=== What you will do ===
Identify every line in the entries below that contains the string "door" and copy each of those lines.

=== Supplied data ===
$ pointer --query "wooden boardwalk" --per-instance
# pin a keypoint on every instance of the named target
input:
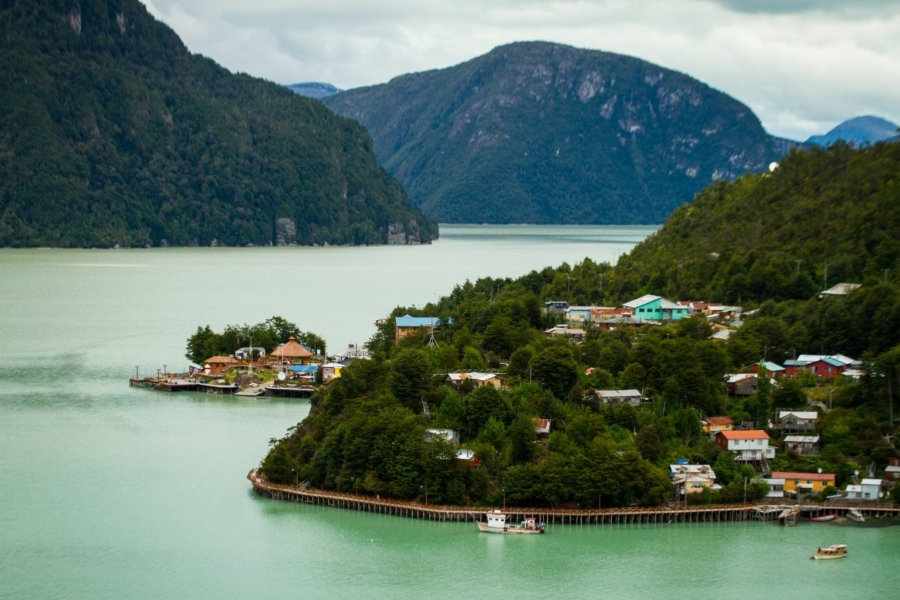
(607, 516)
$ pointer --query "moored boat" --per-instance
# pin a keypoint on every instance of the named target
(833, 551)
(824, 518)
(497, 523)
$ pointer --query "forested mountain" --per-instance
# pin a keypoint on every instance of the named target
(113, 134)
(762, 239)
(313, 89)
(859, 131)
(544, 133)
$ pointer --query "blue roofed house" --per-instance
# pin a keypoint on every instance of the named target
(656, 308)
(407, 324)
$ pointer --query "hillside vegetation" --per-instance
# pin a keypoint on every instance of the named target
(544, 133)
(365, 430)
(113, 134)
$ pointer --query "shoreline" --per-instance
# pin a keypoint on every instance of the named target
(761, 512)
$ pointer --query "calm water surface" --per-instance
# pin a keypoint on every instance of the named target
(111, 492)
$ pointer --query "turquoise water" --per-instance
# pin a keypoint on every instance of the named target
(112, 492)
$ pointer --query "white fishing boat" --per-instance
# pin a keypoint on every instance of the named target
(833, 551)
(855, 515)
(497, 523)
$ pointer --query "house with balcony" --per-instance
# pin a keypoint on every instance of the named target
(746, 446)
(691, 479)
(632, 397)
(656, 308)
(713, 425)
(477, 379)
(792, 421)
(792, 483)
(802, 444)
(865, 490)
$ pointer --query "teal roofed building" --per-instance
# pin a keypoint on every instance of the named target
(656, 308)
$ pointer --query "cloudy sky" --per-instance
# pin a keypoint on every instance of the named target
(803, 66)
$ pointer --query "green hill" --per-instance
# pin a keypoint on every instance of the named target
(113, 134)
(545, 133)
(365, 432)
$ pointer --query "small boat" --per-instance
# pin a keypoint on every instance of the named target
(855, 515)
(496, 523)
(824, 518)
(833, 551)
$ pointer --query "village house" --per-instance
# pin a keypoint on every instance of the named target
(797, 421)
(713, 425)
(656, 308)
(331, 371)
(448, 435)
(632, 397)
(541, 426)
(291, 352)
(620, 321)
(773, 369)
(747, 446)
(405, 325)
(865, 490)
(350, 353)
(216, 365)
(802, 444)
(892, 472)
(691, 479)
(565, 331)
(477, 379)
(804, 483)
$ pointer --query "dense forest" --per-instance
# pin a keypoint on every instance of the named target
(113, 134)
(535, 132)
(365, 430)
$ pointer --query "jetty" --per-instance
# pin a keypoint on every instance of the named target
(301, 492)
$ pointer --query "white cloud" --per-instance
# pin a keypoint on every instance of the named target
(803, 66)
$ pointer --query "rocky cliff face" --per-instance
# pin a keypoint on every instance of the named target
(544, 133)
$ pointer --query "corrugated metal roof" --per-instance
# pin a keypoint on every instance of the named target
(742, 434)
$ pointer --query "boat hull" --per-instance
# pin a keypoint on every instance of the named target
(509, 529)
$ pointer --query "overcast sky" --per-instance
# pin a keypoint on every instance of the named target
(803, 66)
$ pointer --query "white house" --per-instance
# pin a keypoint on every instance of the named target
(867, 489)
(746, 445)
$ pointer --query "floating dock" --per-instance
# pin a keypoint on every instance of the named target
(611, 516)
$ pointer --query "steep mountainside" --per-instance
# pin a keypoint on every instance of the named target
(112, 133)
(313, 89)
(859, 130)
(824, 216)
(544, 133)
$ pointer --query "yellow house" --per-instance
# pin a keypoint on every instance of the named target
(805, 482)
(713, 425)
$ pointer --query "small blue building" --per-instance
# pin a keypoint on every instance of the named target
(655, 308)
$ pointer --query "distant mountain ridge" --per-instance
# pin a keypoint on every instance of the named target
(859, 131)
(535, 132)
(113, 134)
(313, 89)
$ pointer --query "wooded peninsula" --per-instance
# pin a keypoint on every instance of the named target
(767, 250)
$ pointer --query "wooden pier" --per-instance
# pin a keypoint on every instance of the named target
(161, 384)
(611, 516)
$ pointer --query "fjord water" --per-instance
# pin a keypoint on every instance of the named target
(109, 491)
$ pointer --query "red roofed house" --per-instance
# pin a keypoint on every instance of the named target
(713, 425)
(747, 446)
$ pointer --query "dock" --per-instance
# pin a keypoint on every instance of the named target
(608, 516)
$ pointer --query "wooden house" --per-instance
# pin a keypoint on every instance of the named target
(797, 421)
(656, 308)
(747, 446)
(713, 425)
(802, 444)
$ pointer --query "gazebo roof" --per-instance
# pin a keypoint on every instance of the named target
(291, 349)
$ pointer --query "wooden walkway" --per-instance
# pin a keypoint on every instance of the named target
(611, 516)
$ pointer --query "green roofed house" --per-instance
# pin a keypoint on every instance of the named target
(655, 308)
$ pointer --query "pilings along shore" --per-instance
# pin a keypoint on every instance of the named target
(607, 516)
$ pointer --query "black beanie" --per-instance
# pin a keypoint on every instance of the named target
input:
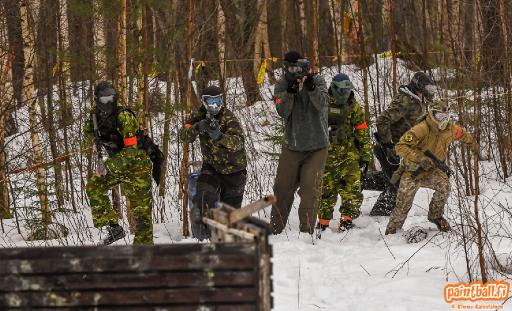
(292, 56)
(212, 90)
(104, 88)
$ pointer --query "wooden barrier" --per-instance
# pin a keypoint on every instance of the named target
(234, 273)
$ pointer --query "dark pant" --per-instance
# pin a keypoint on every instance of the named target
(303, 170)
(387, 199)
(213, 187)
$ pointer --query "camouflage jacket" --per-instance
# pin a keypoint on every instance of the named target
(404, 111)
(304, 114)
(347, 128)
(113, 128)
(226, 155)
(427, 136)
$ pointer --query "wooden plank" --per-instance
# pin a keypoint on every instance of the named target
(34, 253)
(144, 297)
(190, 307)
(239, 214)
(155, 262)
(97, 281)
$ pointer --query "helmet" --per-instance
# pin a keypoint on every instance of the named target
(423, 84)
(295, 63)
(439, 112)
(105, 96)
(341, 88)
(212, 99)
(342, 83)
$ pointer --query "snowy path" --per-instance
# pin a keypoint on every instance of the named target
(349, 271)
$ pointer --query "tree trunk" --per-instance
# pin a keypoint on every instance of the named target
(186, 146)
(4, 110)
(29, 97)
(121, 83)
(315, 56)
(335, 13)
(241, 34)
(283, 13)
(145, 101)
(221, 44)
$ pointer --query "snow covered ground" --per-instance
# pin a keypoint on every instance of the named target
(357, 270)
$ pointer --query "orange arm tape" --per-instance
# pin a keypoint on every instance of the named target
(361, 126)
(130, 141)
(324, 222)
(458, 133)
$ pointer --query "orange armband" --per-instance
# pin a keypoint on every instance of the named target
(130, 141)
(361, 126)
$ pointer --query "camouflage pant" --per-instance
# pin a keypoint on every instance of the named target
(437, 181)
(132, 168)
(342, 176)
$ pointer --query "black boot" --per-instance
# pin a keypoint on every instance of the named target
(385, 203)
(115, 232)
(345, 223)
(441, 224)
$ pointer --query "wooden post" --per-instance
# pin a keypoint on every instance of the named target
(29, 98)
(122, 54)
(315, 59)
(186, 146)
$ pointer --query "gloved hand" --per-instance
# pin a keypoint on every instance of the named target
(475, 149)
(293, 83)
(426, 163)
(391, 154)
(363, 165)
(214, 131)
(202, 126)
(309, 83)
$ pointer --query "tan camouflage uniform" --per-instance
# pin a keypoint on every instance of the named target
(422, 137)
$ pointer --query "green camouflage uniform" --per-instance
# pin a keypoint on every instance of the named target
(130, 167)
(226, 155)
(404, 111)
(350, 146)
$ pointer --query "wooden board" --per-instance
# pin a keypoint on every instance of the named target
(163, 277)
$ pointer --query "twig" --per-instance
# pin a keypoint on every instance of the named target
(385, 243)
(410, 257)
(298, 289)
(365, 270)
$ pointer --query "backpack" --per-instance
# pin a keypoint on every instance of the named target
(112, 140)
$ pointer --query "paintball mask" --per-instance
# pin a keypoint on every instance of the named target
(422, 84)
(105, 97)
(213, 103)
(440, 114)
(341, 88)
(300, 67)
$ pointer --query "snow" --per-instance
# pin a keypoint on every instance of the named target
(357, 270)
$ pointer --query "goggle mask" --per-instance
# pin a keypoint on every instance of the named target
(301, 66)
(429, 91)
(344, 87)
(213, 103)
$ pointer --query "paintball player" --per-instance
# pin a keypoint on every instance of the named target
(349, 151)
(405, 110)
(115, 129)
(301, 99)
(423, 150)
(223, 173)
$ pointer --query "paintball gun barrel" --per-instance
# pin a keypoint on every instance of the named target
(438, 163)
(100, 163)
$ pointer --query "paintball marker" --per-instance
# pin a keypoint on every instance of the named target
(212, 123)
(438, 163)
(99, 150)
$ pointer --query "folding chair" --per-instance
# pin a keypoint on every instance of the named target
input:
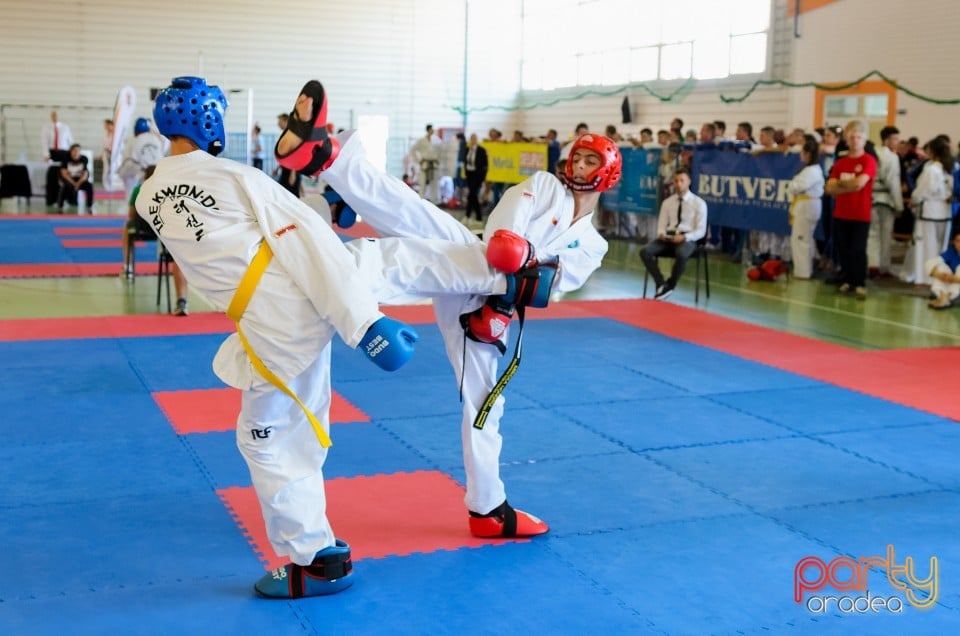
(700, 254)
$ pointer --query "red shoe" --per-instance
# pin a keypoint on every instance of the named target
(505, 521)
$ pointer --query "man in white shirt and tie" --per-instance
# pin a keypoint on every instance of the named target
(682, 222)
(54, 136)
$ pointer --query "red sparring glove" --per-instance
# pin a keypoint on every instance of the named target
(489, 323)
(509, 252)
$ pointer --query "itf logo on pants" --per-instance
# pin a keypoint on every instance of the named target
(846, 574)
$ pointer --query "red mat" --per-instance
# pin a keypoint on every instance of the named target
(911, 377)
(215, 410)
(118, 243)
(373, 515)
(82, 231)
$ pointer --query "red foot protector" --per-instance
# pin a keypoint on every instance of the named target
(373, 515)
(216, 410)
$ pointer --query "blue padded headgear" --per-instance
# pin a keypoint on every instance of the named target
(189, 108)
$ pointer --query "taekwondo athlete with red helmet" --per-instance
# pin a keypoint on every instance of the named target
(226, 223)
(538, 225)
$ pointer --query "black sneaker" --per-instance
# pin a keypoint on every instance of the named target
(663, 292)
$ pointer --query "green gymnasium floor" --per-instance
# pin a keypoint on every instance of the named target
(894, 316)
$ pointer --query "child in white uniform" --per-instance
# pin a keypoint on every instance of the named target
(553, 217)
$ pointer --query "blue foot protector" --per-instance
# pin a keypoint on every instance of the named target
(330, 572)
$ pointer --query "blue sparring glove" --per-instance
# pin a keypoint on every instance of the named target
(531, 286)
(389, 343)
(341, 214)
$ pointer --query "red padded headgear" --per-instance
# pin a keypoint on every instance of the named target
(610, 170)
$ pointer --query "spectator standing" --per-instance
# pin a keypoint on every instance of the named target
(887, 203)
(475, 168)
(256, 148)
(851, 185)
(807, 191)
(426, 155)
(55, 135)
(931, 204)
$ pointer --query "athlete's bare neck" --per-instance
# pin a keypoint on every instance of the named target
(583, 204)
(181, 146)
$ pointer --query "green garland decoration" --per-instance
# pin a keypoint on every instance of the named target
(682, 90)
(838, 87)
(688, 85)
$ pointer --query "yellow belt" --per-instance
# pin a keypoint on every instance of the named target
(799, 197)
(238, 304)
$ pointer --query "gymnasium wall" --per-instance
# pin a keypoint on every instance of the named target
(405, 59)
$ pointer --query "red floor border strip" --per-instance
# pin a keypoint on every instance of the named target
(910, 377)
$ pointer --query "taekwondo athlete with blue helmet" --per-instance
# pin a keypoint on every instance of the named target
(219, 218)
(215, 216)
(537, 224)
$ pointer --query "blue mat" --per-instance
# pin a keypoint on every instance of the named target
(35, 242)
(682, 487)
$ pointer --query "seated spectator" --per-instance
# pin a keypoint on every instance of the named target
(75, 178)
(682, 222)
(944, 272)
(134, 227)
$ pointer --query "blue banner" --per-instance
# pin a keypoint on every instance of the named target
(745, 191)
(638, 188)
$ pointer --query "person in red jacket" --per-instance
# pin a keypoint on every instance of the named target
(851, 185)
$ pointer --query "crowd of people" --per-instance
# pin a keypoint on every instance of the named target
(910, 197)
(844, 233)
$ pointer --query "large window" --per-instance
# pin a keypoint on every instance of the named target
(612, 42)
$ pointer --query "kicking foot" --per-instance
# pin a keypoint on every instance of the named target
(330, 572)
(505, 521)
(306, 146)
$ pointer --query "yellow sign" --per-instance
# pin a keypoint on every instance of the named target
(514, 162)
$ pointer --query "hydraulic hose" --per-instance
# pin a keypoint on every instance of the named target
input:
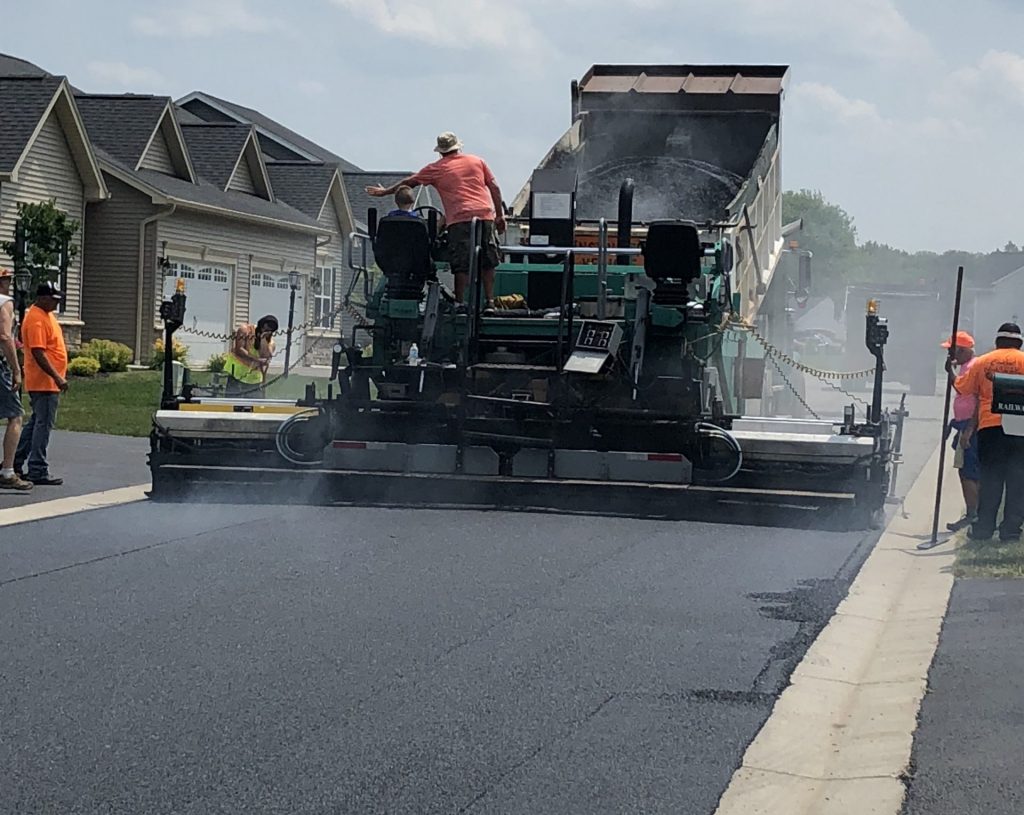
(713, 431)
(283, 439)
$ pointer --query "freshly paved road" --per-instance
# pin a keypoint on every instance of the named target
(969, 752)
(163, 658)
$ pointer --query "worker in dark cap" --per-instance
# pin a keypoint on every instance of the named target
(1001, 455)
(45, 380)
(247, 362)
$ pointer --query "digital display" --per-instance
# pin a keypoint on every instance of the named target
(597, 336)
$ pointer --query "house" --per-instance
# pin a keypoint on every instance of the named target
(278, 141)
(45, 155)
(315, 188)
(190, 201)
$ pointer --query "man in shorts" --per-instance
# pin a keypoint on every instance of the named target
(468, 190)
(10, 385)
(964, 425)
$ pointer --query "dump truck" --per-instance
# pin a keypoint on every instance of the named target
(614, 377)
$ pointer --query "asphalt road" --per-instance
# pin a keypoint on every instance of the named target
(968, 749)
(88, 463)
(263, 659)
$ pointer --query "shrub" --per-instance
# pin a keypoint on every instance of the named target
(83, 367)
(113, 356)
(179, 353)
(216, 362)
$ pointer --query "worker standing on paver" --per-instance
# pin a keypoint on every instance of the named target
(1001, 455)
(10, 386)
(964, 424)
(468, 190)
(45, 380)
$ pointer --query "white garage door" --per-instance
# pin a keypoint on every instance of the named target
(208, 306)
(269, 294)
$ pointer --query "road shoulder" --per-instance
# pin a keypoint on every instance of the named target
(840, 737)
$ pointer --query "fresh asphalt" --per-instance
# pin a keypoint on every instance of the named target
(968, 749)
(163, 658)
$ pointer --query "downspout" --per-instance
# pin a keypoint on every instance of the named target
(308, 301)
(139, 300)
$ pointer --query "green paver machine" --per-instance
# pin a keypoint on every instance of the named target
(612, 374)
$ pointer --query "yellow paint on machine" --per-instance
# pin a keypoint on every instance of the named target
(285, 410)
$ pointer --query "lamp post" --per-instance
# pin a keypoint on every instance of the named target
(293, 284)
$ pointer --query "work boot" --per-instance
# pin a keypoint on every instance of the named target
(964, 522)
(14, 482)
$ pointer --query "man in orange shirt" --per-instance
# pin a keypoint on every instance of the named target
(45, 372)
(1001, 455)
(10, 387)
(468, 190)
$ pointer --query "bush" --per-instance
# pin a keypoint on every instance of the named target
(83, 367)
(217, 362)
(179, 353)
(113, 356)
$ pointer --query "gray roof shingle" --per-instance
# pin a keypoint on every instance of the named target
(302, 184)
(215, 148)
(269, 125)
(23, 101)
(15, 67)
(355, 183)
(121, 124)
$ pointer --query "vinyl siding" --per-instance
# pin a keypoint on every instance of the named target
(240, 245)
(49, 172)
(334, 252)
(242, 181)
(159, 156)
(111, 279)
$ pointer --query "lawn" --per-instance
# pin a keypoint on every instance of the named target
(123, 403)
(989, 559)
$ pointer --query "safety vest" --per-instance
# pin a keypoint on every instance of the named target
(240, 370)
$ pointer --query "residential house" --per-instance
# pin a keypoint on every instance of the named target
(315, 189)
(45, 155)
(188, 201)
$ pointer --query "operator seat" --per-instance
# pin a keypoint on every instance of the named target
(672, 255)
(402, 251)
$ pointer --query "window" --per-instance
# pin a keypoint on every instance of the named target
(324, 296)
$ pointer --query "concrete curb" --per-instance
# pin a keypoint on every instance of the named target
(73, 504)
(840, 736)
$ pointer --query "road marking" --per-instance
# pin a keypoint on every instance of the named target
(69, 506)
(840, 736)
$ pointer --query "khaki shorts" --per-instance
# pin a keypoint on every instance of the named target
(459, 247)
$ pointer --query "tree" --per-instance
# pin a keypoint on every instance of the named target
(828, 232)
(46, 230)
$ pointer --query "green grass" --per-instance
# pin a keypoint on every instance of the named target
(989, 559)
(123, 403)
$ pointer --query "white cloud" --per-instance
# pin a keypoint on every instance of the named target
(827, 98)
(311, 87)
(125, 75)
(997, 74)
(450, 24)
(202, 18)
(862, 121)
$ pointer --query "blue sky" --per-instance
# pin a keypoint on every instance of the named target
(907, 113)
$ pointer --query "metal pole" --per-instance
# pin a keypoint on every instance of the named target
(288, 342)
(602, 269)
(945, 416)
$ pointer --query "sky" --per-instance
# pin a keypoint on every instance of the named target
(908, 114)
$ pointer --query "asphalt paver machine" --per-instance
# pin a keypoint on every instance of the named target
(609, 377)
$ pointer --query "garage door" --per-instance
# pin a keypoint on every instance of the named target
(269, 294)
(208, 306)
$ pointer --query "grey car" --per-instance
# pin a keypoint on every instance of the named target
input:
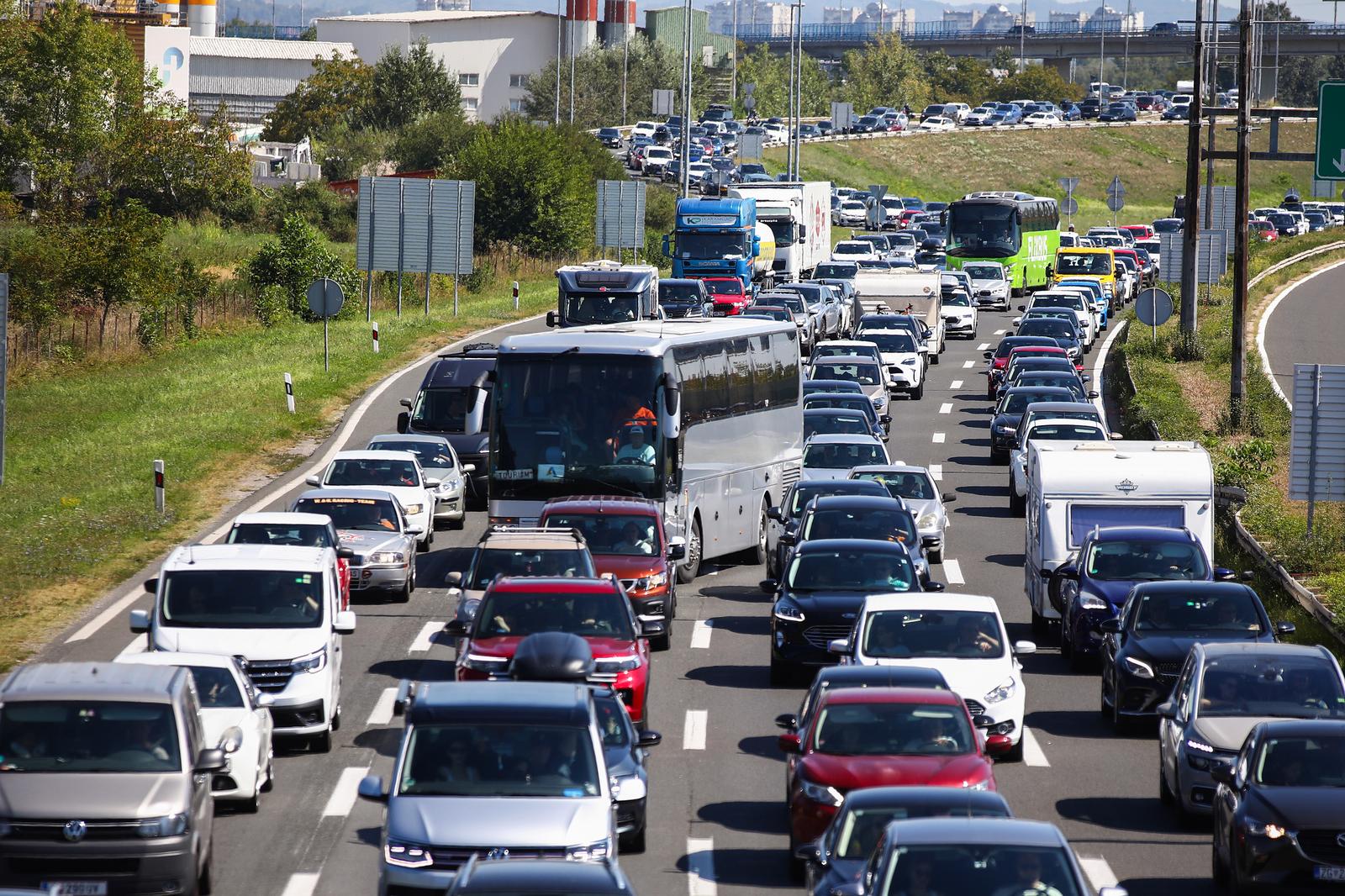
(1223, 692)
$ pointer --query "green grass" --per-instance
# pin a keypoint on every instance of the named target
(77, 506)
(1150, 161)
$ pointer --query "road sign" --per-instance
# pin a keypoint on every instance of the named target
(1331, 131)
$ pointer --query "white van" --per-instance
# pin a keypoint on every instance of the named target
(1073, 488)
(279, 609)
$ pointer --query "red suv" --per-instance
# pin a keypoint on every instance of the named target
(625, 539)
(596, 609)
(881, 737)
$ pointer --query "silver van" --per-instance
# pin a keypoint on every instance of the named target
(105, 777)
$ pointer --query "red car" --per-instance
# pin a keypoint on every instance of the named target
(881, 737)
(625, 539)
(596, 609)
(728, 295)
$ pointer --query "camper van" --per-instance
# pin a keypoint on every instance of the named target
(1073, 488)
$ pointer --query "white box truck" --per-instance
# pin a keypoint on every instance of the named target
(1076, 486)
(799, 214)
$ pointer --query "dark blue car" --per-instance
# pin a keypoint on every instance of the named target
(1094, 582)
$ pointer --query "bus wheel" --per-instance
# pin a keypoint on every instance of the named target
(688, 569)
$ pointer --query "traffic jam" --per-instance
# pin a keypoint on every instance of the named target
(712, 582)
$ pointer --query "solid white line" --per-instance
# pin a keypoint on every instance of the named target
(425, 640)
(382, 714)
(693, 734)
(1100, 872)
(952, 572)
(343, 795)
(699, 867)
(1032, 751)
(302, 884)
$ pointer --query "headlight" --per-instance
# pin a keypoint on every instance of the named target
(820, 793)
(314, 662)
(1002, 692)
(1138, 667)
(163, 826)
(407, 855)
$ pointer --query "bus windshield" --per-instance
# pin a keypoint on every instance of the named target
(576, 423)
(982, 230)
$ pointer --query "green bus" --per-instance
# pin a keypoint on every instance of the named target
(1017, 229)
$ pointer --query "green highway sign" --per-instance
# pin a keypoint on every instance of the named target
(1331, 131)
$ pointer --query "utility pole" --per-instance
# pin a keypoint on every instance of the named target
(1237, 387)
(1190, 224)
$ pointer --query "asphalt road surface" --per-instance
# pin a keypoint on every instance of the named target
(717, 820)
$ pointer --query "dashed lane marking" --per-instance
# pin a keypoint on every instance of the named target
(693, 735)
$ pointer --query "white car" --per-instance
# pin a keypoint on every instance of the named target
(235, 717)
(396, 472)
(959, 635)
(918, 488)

=== Solution to this problem ===
$ pointer --query "white garage door" --per-instance
$ pointer --query "garage door" --per-instance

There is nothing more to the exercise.